- **The task**:
Nothing before the line containing "Point to the roof ridge." belongs in the answer; quote that line and all lines after it through the end of the material, word for word.

start

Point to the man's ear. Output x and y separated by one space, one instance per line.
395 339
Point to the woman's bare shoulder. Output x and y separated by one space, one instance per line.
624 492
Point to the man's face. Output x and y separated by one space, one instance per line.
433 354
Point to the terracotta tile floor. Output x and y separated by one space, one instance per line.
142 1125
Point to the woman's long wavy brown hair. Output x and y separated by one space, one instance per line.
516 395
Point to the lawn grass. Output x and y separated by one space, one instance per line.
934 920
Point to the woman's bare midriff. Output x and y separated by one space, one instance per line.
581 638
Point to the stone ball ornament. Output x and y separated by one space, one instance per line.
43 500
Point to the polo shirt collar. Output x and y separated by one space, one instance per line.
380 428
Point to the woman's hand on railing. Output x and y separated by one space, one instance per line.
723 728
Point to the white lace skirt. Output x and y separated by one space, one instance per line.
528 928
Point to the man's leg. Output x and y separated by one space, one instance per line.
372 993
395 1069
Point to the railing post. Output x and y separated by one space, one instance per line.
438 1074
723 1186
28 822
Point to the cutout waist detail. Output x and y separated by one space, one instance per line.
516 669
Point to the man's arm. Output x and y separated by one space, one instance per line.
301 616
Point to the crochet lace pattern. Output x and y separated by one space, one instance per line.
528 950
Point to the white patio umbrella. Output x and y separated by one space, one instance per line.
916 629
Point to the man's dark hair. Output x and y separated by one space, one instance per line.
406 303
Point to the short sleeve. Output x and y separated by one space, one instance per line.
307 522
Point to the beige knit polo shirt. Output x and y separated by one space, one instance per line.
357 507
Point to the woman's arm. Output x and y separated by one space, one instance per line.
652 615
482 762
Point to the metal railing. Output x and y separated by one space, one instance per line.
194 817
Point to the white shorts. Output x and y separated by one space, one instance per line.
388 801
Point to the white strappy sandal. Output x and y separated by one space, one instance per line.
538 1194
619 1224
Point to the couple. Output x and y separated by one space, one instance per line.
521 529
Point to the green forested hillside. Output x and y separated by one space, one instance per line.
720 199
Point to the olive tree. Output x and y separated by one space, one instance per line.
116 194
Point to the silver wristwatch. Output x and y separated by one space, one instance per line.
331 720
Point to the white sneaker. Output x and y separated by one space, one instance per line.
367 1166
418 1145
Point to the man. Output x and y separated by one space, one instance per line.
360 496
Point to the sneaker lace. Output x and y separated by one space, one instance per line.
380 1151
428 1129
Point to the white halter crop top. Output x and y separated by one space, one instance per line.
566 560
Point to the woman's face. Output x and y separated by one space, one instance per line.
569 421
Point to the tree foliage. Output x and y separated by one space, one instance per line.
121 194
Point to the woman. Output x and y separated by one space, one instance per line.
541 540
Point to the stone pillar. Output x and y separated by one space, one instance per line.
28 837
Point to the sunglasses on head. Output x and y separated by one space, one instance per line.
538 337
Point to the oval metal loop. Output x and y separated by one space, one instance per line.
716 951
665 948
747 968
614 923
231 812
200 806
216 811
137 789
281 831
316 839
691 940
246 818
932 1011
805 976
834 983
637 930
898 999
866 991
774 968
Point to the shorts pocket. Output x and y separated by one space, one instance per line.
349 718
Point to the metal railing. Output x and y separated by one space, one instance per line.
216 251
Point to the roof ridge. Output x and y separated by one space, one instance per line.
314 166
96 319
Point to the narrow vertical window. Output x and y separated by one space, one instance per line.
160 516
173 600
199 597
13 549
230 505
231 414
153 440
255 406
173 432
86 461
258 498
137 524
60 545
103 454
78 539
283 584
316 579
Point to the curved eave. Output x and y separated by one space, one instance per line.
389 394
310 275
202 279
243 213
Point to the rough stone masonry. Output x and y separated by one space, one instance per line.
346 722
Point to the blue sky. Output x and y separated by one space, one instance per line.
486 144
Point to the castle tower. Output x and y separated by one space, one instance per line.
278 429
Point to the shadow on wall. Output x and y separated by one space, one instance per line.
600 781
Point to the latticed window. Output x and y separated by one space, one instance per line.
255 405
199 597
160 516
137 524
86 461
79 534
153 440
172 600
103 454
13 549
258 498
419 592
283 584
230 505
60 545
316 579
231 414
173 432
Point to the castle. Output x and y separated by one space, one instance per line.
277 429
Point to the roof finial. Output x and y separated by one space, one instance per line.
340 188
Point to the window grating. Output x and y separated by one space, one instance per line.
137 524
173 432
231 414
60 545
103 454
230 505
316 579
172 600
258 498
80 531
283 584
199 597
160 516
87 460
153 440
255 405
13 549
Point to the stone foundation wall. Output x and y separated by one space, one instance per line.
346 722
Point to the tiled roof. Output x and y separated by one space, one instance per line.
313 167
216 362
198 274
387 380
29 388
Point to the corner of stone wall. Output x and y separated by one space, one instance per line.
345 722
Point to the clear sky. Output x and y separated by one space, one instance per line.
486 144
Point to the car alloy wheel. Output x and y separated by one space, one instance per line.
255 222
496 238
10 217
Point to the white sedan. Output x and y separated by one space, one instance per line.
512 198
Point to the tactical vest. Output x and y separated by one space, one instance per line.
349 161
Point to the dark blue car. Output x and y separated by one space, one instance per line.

end

- **Answer to the task**:
Point to the roof ridge. Output x and y separated by one space, one instance per line.
314 166
96 319
Point to the narrow vertical window. Output x and y separated by one space, one instance per line.
160 516
173 600
199 597
13 549
230 505
231 414
153 440
255 406
173 432
86 461
258 498
137 524
60 545
103 454
78 539
283 584
316 579
Point to the curved eave. Output x and y separated by one space, one instance per line.
389 394
310 275
202 279
243 213
Point to the rough stone masonry. Output x and y separated by one space, one instance per line.
346 722
Point to the blue sky. Output x and y separated by one space, one instance per line.
486 144
Point to the castle tower. Output x and y separated by one space, one instance per line.
278 429
Point to the shadow on wall. Output x and y separated by one space, one instance per line.
600 781
Point to the latticed window. Output x and y separated by one space, one instance per line.
255 405
199 597
160 516
137 524
86 461
79 534
153 440
172 600
103 454
13 549
258 498
419 592
283 584
230 505
60 545
316 579
231 414
173 432
Point to the castle. Output x and y separated by one space, one instance per line.
277 429
Point to the roof finial. Output x and y separated by one space, one instance per line.
340 188
Point to the window grating. Output x and y separated by one space, one instance per line.
137 524
173 432
231 414
60 545
103 454
230 505
316 579
172 600
258 498
80 531
283 584
199 597
160 516
87 460
153 440
255 405
13 549
Point to the stone foundation wall. Output x and y separated by one space, one instance per line.
346 722
Point to the tiled roof. Output x and y separated by one space, one instance per line.
313 167
216 362
198 274
387 380
29 388
Point to the corner of stone wall. Output x and y separated by one space, one instance per line.
345 722
Point to the clear sky. Output x and y separated by one space, one instance per line.
486 144
Point to the car alloy wheel. Output x and y separated by one space, one instance per line.
255 222
496 238
10 217
Point to the white sedan. Output x and y separated by one space, one instance per line.
512 198
Point to the tactical vest. Output x and y separated by one space, one instance per line.
349 161
Point to the dark blue car. Output x and y separated by one space, one instance per line.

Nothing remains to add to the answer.